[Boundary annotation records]
↓

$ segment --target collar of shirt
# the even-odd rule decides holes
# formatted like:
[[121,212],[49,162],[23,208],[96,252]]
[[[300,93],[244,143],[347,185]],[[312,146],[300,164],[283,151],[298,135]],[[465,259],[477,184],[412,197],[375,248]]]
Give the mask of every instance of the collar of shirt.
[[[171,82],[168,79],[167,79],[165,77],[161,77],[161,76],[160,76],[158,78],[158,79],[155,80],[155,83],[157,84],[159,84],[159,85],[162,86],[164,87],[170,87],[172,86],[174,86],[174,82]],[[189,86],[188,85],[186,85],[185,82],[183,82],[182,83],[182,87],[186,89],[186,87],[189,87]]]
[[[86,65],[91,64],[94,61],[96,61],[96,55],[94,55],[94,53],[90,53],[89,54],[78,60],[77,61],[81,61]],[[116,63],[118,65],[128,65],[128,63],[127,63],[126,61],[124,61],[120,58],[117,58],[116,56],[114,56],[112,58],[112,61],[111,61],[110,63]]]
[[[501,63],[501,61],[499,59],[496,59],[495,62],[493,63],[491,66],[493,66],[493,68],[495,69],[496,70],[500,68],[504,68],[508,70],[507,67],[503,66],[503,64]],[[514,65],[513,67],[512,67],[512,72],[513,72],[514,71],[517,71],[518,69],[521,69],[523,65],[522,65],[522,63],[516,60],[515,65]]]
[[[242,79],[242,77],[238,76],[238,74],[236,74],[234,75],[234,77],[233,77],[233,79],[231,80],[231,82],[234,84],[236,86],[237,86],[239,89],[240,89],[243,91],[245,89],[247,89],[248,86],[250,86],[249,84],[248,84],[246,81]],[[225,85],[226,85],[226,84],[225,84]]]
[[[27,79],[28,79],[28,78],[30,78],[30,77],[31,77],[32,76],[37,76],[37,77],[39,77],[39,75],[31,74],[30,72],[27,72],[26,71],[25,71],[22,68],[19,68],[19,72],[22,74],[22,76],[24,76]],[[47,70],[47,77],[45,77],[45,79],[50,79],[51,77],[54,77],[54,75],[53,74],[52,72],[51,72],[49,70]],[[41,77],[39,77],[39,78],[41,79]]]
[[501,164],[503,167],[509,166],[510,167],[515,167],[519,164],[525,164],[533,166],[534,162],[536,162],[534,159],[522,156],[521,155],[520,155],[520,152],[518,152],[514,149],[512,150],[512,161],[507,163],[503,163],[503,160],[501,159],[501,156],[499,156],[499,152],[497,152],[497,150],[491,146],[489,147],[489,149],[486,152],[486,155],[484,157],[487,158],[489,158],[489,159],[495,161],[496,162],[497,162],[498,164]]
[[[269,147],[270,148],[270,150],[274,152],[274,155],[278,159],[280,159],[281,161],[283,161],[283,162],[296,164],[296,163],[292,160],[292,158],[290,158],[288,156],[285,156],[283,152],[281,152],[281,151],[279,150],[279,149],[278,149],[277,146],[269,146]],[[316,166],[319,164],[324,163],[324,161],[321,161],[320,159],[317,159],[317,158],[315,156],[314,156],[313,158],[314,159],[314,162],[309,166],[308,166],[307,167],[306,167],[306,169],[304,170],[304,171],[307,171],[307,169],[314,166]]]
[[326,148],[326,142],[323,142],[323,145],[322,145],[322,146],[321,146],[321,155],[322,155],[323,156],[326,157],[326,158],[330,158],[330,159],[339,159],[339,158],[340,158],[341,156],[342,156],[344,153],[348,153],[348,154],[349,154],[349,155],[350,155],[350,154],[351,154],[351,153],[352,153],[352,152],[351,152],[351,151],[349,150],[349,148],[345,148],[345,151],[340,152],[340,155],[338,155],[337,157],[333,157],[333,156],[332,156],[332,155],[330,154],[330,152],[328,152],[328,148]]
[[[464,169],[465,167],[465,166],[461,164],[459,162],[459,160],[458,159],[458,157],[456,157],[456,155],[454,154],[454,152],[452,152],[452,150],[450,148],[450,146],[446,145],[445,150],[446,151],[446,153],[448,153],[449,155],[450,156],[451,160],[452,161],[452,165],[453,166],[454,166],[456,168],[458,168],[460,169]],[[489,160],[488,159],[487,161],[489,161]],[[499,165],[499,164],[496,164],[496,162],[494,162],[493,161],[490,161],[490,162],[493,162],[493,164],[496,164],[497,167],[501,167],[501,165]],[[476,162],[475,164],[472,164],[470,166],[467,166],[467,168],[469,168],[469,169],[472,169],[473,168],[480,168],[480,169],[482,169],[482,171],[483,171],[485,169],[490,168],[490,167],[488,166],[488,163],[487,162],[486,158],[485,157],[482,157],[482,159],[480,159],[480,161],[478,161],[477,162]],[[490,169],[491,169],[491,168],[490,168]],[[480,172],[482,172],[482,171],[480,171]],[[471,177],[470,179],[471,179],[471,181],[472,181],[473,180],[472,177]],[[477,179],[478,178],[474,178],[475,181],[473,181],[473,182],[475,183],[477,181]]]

↑

**Exercise task**
Transcribe the lines above without alteration, beginning with the first line of the records and ending with the line that contains "Give the mask", both included.

**Result**
$ segment --target collar of shirt
# the even-odd rule decides holes
# formatted like:
[[121,212],[49,162],[23,208],[96,252]]
[[[300,93],[244,143],[347,185]],[[312,146],[300,164],[283,151],[298,135]],[[465,259],[477,184],[412,197],[375,248]]]
Give the mask of every instance of the collar of shirt.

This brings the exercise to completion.